> _DOCUMENT SEGMENT_
"""
The Landscape Park Duisburg-Nord is a worldwide unique natural and cultural landscape. For more than 25 years, the site of the former 180-hectare steel mill has offered a wide variety of sporting, cultural or professional uses. 

Regular Corporate and cultural events are hosted in former production halls. An old gasometer is home to Europe's largest artificial diving center. A viewpoint on a disused blast furnace allows a view into the distance.

Landschaftspark Duisburg Nord2
Slowly but surely, nature is reclaiming the old industrial sites.

A symbiosis of urban nature and industry 

Today, plants and animals have rediscovered the place as their habit and found a home between blast furnaces, smokestacks and steel girders. Step by step, nature has reclaimed the area. The result: a unique synergy of urban nature and the industrial heritage of the Ruhr region, which the British newspaper "The Guardian" recently ranked among the ten most beautiful metropolitan oases in the world.

The Landscape Park Duisburg-Nord, also called "LaPaDu" by locals, is so massive that it would take hours to fully explore the area. Large parts of it are open to the public and invite technology and industry enthusiasts to discover the steel testimonies of an industrial landscape of the last century.

Landschaftspark Duisburg Nord3
LESER safety valve of type 541 exhibited at LaPaDu

LESER is part of this cultural heritage

In the midst of this special place, LESER employees Stefan Lange, Eckhard Stüber and Holger Gesche recently came across old LESER spring-loaded full lift safety valves of Type 541, the predecessor model of Type 441, which was has been in use since 1978. They visited the landscape park to attend the 10th PRIINT:DAY 2020/2021, the largest event for multichannel publishing in Germany.
"""
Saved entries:
"""
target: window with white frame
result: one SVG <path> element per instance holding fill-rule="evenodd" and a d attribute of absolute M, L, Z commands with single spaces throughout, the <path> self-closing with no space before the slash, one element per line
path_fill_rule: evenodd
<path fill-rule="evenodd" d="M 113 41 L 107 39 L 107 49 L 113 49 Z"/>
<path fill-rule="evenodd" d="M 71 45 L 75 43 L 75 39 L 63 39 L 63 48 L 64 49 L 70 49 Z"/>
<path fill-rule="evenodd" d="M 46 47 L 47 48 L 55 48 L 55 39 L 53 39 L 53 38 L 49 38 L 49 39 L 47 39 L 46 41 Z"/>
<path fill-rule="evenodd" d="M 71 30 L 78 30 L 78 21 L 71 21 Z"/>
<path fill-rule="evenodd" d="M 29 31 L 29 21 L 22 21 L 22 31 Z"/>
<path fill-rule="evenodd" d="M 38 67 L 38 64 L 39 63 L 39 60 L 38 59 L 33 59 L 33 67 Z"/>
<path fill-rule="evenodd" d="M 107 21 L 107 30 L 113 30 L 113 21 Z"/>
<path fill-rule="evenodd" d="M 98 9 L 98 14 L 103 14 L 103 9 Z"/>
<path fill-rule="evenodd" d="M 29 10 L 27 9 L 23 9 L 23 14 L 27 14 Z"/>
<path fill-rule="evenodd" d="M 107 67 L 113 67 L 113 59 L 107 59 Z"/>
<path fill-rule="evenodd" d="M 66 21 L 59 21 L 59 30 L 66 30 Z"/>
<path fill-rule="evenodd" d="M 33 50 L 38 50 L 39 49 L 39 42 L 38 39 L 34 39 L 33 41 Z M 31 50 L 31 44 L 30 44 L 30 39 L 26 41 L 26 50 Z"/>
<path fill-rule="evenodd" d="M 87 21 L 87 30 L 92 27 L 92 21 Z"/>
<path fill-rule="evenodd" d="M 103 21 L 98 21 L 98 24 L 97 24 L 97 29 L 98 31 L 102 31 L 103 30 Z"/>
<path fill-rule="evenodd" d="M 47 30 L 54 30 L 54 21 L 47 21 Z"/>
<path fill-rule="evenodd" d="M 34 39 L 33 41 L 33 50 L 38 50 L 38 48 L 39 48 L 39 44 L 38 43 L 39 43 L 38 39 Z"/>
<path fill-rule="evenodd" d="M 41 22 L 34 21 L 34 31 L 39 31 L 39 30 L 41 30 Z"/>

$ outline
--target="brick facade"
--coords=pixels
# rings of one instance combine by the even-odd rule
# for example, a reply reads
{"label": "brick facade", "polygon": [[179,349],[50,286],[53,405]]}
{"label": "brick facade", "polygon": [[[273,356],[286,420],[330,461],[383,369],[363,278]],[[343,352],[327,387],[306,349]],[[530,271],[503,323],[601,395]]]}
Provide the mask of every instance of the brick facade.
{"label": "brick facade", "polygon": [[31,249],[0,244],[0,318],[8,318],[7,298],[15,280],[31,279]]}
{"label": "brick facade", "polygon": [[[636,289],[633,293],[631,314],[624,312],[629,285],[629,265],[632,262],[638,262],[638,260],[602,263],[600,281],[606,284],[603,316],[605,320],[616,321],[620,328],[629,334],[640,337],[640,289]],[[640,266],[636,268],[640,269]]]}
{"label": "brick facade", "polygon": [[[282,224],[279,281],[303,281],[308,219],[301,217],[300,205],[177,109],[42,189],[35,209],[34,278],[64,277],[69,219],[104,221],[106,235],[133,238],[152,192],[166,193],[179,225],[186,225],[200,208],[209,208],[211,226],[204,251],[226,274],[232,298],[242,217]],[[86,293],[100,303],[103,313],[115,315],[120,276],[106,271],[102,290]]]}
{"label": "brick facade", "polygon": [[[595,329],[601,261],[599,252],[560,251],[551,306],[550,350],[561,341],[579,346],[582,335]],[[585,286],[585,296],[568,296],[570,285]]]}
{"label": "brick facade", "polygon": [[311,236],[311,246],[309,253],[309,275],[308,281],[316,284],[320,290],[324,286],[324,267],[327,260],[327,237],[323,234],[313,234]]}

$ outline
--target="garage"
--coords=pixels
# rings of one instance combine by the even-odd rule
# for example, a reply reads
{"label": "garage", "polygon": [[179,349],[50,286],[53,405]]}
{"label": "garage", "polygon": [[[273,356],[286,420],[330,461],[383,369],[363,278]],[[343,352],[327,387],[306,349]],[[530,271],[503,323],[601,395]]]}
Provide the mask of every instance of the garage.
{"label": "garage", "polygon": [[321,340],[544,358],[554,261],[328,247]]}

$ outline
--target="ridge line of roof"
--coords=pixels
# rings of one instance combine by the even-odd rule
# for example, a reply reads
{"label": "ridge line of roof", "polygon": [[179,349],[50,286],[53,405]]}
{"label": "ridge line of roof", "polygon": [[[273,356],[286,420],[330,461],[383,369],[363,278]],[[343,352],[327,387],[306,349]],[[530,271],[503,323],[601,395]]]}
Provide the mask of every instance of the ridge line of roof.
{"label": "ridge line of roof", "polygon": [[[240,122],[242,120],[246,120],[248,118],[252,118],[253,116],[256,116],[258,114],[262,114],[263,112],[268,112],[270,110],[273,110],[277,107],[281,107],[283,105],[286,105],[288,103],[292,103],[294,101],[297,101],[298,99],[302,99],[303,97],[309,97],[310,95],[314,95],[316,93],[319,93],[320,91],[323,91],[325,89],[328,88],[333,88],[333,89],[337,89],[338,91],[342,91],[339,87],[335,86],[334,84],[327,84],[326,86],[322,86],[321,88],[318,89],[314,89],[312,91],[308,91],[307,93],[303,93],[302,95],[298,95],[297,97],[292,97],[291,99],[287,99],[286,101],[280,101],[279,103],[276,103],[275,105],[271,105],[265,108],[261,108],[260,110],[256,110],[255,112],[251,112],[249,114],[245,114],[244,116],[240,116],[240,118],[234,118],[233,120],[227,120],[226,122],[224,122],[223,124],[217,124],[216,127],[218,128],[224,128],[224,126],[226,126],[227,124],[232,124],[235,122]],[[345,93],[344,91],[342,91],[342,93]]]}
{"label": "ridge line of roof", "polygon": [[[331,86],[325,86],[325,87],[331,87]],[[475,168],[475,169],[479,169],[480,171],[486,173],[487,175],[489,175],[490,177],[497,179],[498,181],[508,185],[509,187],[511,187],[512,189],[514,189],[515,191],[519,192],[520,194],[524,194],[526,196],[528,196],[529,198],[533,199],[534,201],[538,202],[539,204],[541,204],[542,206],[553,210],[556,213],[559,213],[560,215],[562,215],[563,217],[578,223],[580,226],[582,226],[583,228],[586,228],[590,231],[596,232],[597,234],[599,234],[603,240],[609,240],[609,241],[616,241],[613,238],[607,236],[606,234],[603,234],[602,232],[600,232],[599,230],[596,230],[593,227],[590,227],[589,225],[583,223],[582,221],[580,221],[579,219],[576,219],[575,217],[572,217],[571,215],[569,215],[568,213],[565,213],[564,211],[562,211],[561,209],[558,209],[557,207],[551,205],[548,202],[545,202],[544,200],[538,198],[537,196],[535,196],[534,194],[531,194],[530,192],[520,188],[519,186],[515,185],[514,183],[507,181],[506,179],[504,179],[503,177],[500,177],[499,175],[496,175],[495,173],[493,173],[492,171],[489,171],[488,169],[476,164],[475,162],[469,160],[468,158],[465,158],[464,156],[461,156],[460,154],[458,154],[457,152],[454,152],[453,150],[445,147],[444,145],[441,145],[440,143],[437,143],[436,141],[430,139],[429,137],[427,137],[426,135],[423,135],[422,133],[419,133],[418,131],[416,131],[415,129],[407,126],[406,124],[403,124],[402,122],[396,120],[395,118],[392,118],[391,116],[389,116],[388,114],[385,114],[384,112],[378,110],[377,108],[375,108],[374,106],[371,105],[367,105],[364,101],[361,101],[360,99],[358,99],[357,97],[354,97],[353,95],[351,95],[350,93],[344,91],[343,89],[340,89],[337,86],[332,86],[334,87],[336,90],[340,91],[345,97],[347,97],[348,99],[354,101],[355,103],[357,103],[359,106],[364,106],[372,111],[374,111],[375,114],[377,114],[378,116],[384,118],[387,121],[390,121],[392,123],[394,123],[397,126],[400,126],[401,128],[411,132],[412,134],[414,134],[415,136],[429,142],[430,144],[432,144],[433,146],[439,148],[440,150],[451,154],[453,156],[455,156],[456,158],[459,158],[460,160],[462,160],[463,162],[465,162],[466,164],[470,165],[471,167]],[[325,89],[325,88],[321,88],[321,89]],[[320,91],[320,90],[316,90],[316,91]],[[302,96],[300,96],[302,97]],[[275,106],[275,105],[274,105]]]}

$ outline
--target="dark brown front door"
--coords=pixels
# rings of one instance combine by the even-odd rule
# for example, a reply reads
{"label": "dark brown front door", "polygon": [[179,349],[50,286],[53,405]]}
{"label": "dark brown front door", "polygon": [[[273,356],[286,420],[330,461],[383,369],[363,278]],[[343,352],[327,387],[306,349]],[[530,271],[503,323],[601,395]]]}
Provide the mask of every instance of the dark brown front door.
"""
> _TASK BRIEF_
Copy the part of the text on the Landscape Park Duisburg-Nord from "The Landscape Park Duisburg-Nord is" up to and including "into the distance.".

> _EXERCISE ANSWER_
The Landscape Park Duisburg-Nord is a worldwide unique natural and cultural landscape. For more than 25 years, the site of the former 180-hectare steel mill has offered a wide variety of sporting, cultural or professional uses. 

Regular Corporate and cultural events are hosted in former production halls. An old gasometer is home to Europe's largest artificial diving center. A viewpoint on a disused blast furnace allows a view into the distance.